**Task statement:**
Copy out every line of the material below word for word, with nothing changed.

**Dataset extract:**
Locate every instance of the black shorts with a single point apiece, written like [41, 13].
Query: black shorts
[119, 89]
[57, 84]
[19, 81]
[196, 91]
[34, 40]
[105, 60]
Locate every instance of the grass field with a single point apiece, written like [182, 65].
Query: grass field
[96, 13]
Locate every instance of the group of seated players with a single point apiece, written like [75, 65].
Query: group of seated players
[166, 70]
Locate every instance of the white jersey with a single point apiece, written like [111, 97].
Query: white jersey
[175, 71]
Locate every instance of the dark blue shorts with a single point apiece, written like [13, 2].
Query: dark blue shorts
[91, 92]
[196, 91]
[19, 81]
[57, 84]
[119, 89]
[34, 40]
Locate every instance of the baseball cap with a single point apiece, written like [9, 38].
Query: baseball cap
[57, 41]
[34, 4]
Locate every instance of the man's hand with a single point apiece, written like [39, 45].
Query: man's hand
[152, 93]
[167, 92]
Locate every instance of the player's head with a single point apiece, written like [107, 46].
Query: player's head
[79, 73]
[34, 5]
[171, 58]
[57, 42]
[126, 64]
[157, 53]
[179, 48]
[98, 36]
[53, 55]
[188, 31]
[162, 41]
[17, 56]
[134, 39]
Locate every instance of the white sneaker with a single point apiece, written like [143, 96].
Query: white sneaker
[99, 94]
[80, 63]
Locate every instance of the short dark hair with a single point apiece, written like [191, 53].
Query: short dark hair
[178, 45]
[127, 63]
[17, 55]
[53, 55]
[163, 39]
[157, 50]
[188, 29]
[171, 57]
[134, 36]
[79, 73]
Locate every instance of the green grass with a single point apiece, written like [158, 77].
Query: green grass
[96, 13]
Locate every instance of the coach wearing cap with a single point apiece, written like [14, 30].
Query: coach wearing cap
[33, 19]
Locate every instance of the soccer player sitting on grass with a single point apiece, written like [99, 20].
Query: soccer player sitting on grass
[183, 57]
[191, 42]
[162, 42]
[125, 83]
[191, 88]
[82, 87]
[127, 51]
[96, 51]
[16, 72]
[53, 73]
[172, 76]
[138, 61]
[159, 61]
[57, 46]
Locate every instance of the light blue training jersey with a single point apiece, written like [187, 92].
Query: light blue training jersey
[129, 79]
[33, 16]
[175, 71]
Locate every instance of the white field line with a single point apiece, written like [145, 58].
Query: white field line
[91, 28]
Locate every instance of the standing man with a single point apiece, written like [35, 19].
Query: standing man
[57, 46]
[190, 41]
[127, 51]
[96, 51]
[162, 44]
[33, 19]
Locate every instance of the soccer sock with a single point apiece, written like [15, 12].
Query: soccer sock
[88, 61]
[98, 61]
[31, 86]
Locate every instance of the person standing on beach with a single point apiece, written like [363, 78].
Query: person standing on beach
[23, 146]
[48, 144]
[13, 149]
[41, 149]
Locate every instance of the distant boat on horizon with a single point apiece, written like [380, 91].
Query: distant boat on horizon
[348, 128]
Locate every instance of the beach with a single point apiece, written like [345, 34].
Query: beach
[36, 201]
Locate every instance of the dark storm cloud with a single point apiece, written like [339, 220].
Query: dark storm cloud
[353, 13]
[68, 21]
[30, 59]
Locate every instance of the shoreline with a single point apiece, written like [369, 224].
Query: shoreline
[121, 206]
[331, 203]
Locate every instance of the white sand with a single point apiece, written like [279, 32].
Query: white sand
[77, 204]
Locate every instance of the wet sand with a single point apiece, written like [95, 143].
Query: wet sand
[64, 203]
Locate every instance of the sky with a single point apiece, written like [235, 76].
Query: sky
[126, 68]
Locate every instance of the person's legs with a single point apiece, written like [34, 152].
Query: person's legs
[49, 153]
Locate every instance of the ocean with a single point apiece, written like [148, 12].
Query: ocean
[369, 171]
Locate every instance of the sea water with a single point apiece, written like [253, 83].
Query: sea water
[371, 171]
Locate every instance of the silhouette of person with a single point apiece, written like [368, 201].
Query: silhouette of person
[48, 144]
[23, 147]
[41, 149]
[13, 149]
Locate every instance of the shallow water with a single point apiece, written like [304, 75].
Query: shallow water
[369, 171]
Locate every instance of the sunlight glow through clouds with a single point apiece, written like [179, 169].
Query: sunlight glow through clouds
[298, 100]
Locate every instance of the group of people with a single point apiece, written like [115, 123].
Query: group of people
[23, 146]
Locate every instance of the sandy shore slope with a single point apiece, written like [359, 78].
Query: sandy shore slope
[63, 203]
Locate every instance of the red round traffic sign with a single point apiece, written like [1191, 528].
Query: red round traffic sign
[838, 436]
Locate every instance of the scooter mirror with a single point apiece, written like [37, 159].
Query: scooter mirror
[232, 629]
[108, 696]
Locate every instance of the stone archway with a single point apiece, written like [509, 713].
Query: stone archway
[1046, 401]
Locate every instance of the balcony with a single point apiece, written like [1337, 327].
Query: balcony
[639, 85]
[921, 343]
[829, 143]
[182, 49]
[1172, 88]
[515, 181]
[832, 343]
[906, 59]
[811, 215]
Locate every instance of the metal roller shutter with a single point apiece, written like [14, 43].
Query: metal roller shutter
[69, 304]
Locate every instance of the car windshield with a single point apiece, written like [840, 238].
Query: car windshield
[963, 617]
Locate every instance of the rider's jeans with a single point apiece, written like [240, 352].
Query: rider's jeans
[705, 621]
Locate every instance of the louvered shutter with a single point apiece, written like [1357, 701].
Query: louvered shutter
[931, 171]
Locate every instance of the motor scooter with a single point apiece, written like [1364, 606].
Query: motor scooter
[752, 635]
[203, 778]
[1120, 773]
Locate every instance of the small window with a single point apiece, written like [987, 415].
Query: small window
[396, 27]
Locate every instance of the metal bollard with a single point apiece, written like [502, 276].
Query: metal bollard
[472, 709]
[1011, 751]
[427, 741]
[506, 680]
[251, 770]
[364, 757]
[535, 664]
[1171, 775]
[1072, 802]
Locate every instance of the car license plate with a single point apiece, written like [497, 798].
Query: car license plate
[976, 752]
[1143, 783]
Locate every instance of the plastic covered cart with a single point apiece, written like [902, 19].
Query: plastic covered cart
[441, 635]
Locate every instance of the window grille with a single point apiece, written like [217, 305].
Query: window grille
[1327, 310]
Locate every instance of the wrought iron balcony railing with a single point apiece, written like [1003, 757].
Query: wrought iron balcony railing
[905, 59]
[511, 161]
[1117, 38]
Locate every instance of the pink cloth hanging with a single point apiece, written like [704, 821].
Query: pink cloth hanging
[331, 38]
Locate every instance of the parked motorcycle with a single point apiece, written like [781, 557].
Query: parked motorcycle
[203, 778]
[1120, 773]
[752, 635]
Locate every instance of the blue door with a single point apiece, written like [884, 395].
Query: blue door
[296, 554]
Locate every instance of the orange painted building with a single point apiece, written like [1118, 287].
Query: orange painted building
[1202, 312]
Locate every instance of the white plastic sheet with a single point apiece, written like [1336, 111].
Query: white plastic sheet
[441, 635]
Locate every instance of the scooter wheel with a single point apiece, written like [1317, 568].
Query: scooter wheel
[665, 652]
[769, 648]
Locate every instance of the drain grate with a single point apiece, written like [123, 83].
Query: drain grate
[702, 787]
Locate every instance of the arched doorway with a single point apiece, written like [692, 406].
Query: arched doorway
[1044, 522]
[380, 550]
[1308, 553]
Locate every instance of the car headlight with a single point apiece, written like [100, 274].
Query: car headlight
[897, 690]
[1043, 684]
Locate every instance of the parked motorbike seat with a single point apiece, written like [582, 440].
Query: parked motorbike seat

**Response for this exercise:**
Locate every instance of the black shorts with a single point apiece, written like [41, 13].
Query: black shorts
[119, 89]
[57, 84]
[19, 81]
[196, 91]
[34, 40]
[105, 60]
Locate every instance of the grass field with a single point apiece, written like [182, 65].
Query: grass field
[96, 13]
Locate every instance of the group of seated players with a single point apiece, written like [75, 65].
Query: group of seated players
[166, 70]
Locate every instance of the white jersey with a single point apiece, written like [111, 97].
Query: white jersey
[175, 71]
Locate every instance of the dark blue shorts with a single point apiece, written like [13, 2].
Query: dark blue shorts
[91, 92]
[196, 91]
[19, 81]
[57, 84]
[119, 89]
[34, 40]
Locate every instance of the baseball cap with a single point apiece, written like [9, 38].
Query: baseball cap
[57, 41]
[34, 4]
Locate every instance of the man's hand with a single point apiece, written like [39, 45].
Query: man's hand
[152, 93]
[167, 92]
Locate every instance of the player's head with a single point apiece, written like [107, 46].
Query: player's head
[79, 73]
[34, 5]
[171, 58]
[57, 42]
[126, 64]
[157, 53]
[179, 48]
[98, 36]
[53, 55]
[188, 31]
[162, 41]
[17, 56]
[134, 39]
Locate every instance of the white sneaker with a single point apiece, written like [143, 96].
Query: white sneaker
[99, 94]
[80, 63]
Locate every instance of the short dark hair with a single point apiece, written like [191, 53].
Query: short dark hair
[178, 45]
[127, 63]
[17, 55]
[53, 55]
[163, 39]
[157, 50]
[188, 29]
[171, 57]
[134, 36]
[79, 73]
Locate every instance of the green grass with a single point apiece, written like [158, 77].
Query: green grass
[96, 13]
Locate every instance of the coach wearing cap with a single point apiece, written like [14, 30].
Query: coach wearing cap
[33, 19]
Locate every instance of the soccer player sitting on grass with a single point apiece, written like [99, 20].
Query: soccer player sitting on grass
[183, 57]
[191, 42]
[162, 42]
[125, 83]
[191, 88]
[82, 87]
[127, 51]
[96, 51]
[16, 72]
[53, 73]
[172, 76]
[138, 61]
[159, 61]
[57, 46]
Locate every instance of the light blue training jersey with a single point apiece, written like [187, 92].
Query: light blue training jersey
[129, 79]
[33, 16]
[175, 71]
Locate every instance of the white field line with a single point apiece, written like [145, 58].
Query: white field line
[91, 28]
Locate every instance of the standing man with a single point apiece, written like [35, 19].
Query: standing man
[57, 46]
[190, 41]
[127, 51]
[96, 51]
[162, 44]
[33, 19]
Locate every instance of the soccer sock with a single point apiece, written like [15, 12].
Query: soccer sock
[88, 61]
[98, 61]
[31, 86]
Locate every instance of the person standing on beach with a single point apiece, written like [363, 78].
Query: person standing on beach
[23, 146]
[48, 144]
[13, 149]
[41, 149]
Locate every instance of the distant boat on horizon with a single point apiece, written like [380, 91].
Query: distant boat on horizon
[348, 128]
Locate every instance of the beach with a single point apiece, written like [345, 34].
Query: beach
[36, 201]
Locate every instance of the dark storm cloud with a single point apiece, written like [339, 220].
Query: dark storm cloud
[353, 13]
[68, 21]
[30, 59]
Locate every instance of the shoreline with a single point apiece, written like [369, 224].
Query: shoreline
[121, 206]
[331, 203]
Locate every instance of the white sand with a single point apiece, written like [279, 32].
Query: white sand
[77, 204]
Locate every instance of the wet sand with a single point apiece, written like [95, 143].
Query: wet sand
[64, 203]
Locate every instance of the sky with a single point apiece, written like [235, 76].
Query: sky
[126, 68]
Locate every instance of the person's legs with a single point apiece, written like [34, 152].
Query: person's legs
[49, 153]
Locate every instance of the ocean with a single point apiece, written like [148, 12].
Query: ocean
[369, 171]
Locate every instance of the sea water with a single point apiece, written like [253, 83].
Query: sea water
[371, 171]
Locate every instance of the silhouette of person with a single point apiece, written like [368, 201].
Query: silhouette of person
[48, 144]
[23, 147]
[41, 149]
[13, 149]
Locate every instance of the shallow water with a single point apiece, written like [304, 75].
Query: shallow water
[369, 171]
Locate every instance of the sunlight glow through clouds with a single point apiece, written like [179, 169].
Query: sunlight glow through clouds
[298, 100]
Locate every instance of the group of people with a single point apiece, written like [115, 123].
Query: group of people
[23, 146]
Locate every instance of the sandy shore slope with a single point apiece, written like [359, 78].
Query: sandy shore slope
[63, 203]
Locate every instance of the red round traffic sign with a single point apiece, written like [1191, 528].
Query: red round traffic sign
[838, 436]
Locate every instance of the scooter mirror with a single point apiece, written like [37, 159].
Query: scooter mirror
[232, 629]
[108, 696]
Locate every instance of the stone archway with a single point apiece, written like [509, 713].
Query: stone archway
[1046, 401]
Locate every instance of the balcony with a single point apiece, written like [1337, 327].
Query: balcony
[639, 85]
[921, 343]
[829, 143]
[182, 49]
[1172, 88]
[515, 181]
[832, 343]
[906, 59]
[811, 215]
Locate every instance of the metal roller shutter with a single point apiece, written like [14, 43].
Query: metal roller shutter
[69, 304]
Locate every instance of the car windshield with a single point apiece, written like [840, 238].
Query: car windshield
[963, 617]
Locate every instance of the rider's jeans with a single point apiece, written like [240, 352].
Query: rider's jeans
[705, 621]
Locate every instance of the louvered shutter with a single point apiece, written like [1357, 701].
Query: louvered shutter
[931, 171]
Locate every instance of the motor scooter with a single point apiece, written like [1364, 606].
Query: motor scooter
[752, 635]
[203, 778]
[1120, 773]
Locate every instance of the small window with a single point apiece, written like [987, 415].
Query: small window
[396, 27]
Locate every instance of the metal bollard with a single point apiece, written like [502, 276].
Query: metal bollard
[472, 709]
[1011, 751]
[427, 741]
[506, 680]
[251, 770]
[364, 757]
[535, 664]
[1171, 775]
[1072, 802]
Locate every instance of the car license plate with a single point apiece, written like [497, 798].
Query: car license plate
[976, 752]
[1143, 783]
Locate every instance of the plastic covered cart with a single point apiece, written like [902, 19].
Query: plastic covered cart
[441, 635]
Locate every instance of the window grille with a single point apiece, written like [217, 305].
Query: window grille
[1327, 310]
Locate every instance of the wrought iron balcony railing with a single point apiece, written like [1003, 757].
Query: wrought iron balcony railing
[905, 59]
[511, 161]
[1117, 38]
Locate every instance of the pink cloth hanging with a single point apiece, written like [704, 821].
Query: pink cloth hanging
[331, 38]
Locate every instance of the parked motorcycle with a single point apiece, written like [781, 557].
Query: parked motorcycle
[203, 778]
[1120, 773]
[752, 635]
Locate every instance of the blue door with a single point apiece, written like [884, 395].
Query: blue door
[296, 554]
Locate every instance of the orange painted building with a single point apiece, written like [1118, 287].
Query: orange painted building
[1202, 312]
Locate every instance of the white plastic sheet with a single point apiece, written like [1336, 111].
Query: white plastic sheet
[441, 635]
Locate every instance of the scooter wheel with a single point apiece, written like [1317, 568].
Query: scooter wheel
[665, 652]
[769, 648]
Locate every instance of the drain grate with a single point apiece, written like [123, 83].
Query: drain grate
[702, 787]
Locate every instance of the arched doorway with a single point apiece, written like [692, 406].
Query: arched doorway
[1044, 522]
[380, 550]
[1308, 553]
Locate every instance of the car headlight with a single point apiece, written like [100, 274].
Query: car headlight
[897, 690]
[1043, 684]
Locate every instance of the parked motorbike seat with a single point apiece, written like [582, 440].
Query: parked motorbike seat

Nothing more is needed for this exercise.